We’ve been losing the war on drugs since the day before day 1
UC Irvine Advisory:
“The U.S. State Department issued a travel advisory this week that warns U.S. citizens about travel to Mexico, especially, the northern states of Durango, Coahuila, and Chihuahua. While many travel to Mexico without incident, recent violence associated with criminal drug cartels continues to occur in many areas of Mexico, particularly in the northern border region.
If you are planning foreign travel during Spring Break, please regularly check for government travel advisories and be prepared to adjust your plans as recommended by the U.S. State Department.
Whatever your plans may be for Spring Break, we wish you all a safe and enjoyable time while you are away from campus.
Manuel N. Gómez
Vice Chancellor Student Affairs”
According to most major news organizations, nearly 20,000 people have died in just a little over three years in one of the largest yet internationally quietest “wars” on the globe.

*Data below:*
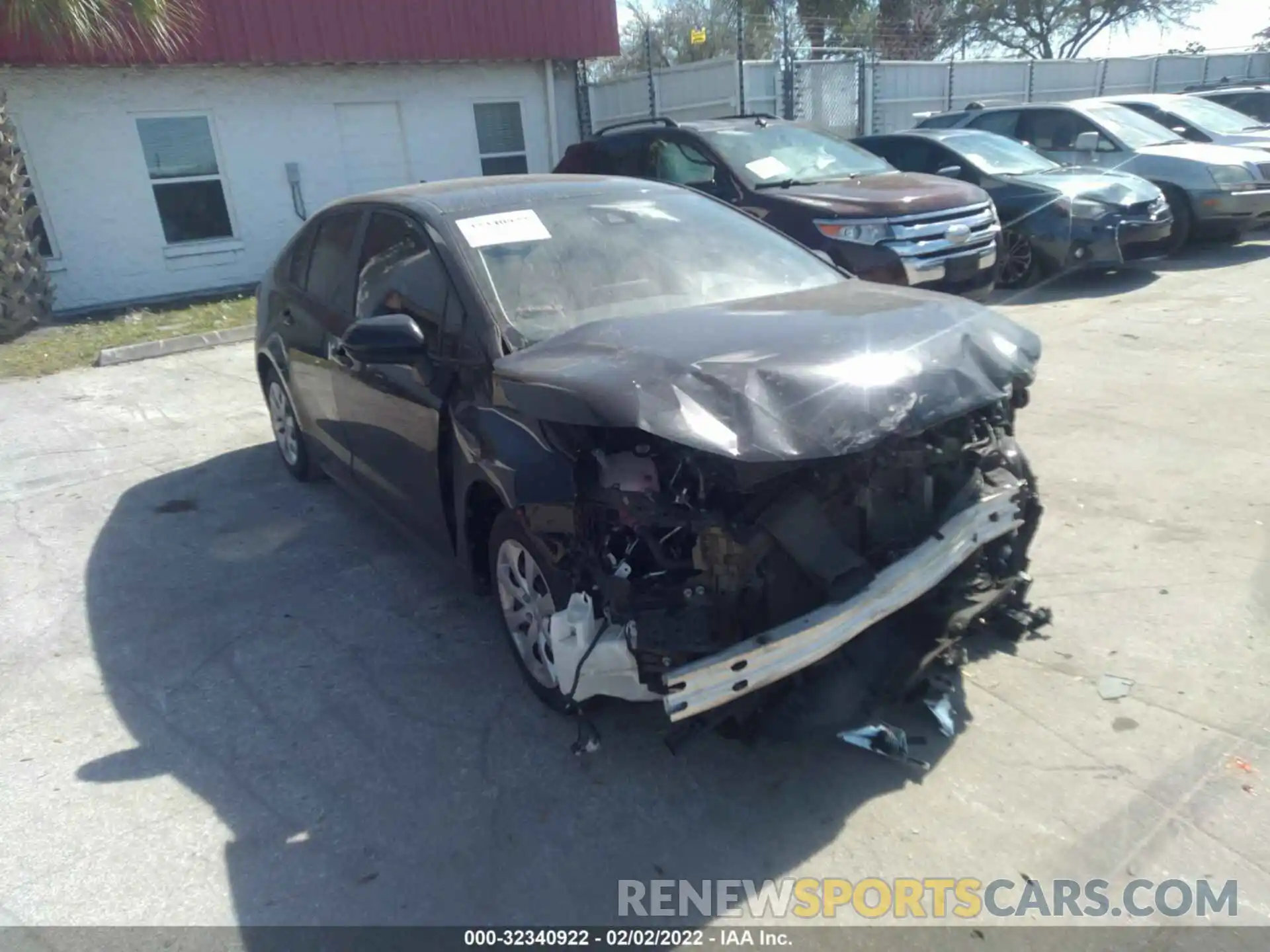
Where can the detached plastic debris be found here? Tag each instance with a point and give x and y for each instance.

*What the task asks:*
Please output the part of the drug war text that begins at the words "Manuel N. Gómez" and stops after the words "on the globe.", copied word for word.

*Result for this task:*
Manuel N. Gómez
Vice Chancellor Student Affairs”
According to most major news organizations, nearly 20,000 people have died in just a little over three years in one of the largest yet internationally quietest “wars” on the globe.